Detalles del problema:
Extrae íntegro y palabra por palabra el texto sobre anarquismo y nihilismo.

Fragmento:
Los motivos por los que tantas personas se entregan a causas trascendentes (póngase aquí el término que se quiera, todos trasuntos de la vieja idea de Dios), ajenas en mi opinión a todo valor libertario, se nos antojan tan abstrusos como irritantes; por ello, tal vez el anarquismo necesite siempre de cierto nihilismo, la permanente reflexión crítica con los valores instituidos con el objeto de que germine un nuevo horizonte libertario.
Empecemos, una vez más, con que consideramos que el anarquismo no se reduce a ideología o doctrina alguna, y si así lo consideramos caemos en los viejos errores dogmáticos (autoritarios), quizá incluso de forma aún peor al adornarse con una retórica libertaria. Así, cada vez estoy más convencido de que las ideas libertarias necesitan de una buena dosis de nihilismo. Aunque haya quien, seguramente dogmáticos de diverso pelaje, insista en que los nihilistas son seres sin ningún principio moral, ni de tipo alguno, que pretenden seguramente la mera destrucción de la civilización, de nuevo nos encontramos con visiones reduccionistas, superficiales o, directamente, falaces. El nihilismo, tal y como lo veo y sin entrar en densas disquisiciones filosóficas, no es casualidad que a veces se la haya confundido con un escepticismo radical, ya que se trata en mi opinión de la negación de que haya una esencia en la realidad humana. Así, puede entenderse como el rechazo de principios absolutos, lo que consideramos uno de los grandes males que ha llevado al enfrentamiento de la humanidad, y todo se encuentra en movimiento, poco o nada permanece en ese cambio.

Registros de un conjunto de datos:
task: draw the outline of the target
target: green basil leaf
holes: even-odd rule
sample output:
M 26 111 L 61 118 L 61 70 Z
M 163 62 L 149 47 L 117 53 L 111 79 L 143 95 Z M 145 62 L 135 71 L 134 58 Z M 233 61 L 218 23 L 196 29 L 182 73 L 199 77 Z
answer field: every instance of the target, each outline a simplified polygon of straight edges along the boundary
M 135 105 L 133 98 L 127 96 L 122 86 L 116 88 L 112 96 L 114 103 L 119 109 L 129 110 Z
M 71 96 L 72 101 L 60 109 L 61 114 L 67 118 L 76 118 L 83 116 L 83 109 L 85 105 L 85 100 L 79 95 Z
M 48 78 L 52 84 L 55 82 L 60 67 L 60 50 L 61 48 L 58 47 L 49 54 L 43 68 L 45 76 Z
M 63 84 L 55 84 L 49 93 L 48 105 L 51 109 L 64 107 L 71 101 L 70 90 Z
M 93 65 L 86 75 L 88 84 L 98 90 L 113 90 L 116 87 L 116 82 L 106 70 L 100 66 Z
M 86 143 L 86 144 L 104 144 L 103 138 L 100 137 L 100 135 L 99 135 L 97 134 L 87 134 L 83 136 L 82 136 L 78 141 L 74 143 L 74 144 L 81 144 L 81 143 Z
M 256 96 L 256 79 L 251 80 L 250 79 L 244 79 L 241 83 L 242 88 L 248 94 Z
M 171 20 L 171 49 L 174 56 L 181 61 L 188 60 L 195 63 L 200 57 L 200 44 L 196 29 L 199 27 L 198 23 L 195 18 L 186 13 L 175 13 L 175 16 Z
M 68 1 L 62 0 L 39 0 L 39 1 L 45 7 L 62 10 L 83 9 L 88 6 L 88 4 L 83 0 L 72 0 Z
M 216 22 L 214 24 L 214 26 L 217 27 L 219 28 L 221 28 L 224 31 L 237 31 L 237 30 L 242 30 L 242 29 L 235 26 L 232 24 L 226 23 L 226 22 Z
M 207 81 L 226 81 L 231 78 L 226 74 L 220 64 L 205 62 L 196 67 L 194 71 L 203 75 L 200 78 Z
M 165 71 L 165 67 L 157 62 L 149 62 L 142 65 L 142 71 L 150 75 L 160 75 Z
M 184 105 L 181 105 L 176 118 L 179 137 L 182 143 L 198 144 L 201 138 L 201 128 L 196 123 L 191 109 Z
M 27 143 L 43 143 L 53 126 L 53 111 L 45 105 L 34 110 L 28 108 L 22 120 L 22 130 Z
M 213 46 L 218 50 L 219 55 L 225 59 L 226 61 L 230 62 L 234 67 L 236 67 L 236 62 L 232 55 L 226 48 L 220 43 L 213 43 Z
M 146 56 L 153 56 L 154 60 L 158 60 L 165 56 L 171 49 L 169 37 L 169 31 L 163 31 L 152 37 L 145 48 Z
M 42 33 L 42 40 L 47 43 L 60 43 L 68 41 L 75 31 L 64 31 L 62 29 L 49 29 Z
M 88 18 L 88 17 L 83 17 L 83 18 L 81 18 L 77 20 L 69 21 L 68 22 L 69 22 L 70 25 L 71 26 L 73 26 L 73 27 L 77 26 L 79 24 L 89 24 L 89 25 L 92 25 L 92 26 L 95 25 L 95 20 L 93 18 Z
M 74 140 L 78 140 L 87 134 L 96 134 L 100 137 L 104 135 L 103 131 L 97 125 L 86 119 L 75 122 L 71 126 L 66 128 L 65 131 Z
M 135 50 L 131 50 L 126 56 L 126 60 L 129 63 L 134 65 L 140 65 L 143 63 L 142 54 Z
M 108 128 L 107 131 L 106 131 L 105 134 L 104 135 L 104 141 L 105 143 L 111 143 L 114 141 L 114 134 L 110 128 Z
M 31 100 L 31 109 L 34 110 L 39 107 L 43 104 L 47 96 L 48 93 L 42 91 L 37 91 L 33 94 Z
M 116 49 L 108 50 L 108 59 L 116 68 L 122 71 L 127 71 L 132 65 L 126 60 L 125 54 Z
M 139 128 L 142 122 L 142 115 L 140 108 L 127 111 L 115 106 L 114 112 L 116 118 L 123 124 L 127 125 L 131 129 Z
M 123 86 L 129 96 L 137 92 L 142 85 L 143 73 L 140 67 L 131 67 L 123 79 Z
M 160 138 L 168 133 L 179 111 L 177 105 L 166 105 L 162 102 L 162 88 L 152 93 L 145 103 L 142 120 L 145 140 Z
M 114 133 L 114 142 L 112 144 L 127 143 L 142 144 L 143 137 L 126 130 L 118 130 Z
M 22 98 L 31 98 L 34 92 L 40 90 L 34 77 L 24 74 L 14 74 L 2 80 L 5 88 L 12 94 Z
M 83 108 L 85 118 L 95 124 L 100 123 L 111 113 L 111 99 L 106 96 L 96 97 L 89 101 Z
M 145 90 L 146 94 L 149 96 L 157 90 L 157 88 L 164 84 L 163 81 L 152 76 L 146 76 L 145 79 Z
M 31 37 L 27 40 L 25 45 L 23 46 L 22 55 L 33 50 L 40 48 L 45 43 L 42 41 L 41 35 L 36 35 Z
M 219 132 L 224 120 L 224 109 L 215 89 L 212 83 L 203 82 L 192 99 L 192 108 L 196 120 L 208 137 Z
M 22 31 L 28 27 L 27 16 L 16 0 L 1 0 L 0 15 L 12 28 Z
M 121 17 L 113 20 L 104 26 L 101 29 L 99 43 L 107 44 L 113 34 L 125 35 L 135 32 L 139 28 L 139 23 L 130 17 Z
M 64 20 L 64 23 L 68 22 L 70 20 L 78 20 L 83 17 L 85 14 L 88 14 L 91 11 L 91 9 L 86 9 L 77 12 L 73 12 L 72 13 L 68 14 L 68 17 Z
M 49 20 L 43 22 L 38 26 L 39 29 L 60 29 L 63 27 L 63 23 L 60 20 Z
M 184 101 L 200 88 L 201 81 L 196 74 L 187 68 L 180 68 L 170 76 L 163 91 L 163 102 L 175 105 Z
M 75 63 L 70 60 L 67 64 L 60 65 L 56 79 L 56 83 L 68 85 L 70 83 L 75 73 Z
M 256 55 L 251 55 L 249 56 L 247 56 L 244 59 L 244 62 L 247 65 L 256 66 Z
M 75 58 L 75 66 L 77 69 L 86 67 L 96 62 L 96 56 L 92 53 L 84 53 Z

Solución de la tarea:
Los motivos por los que tantas personas se entregan a causas trascendentes (póngase aquí el término que se quiera, todos trasuntos de la vieja idea de Dios), ajenas en mi opinión a todo valor libertario, se nos antojan tan abstrusos como irritantes; por ello, tal vez el anarquismo necesite siempre de cierto nihilismo, la permanente reflexión crítica con los valores instituidos con el objeto de que germine un nuevo horizonte libertario.
Empecemos, una vez más, con que consideramos que el anarquismo no se reduce a ideología o doctrina alguna, y si así lo consideramos caemos en los viejos errores dogmáticos (autoritarios), quizá incluso de forma aún peor al adornarse con una retórica libertaria. Así, cada vez estoy más convencido de que las ideas libertarias necesitan de una buena dosis de nihilismo. Aunque haya quien, seguramente dogmáticos de diverso pelaje, insista en que los nihilistas son seres sin ningún principio moral, ni de tipo alguno, que pretenden seguramente la mera destrucción de la civilización, de nuevo nos encontramos con visiones reduccionistas, superficiales o, directamente, falaces. El nihilismo, tal y como lo veo y sin entrar en densas disquisiciones filosóficas, no es casualidad que a veces se la haya confundido con un escepticismo radical, ya que se trata en mi opinión de la negación de que haya una esencia en la realidad humana. Así, puede entenderse como el rechazo de principios absolutos, lo que consideramos uno de los grandes males que ha llevado al enfrentamiento de la humanidad, y todo se encuentra en movimiento, poco o nada permanece en ese cambio.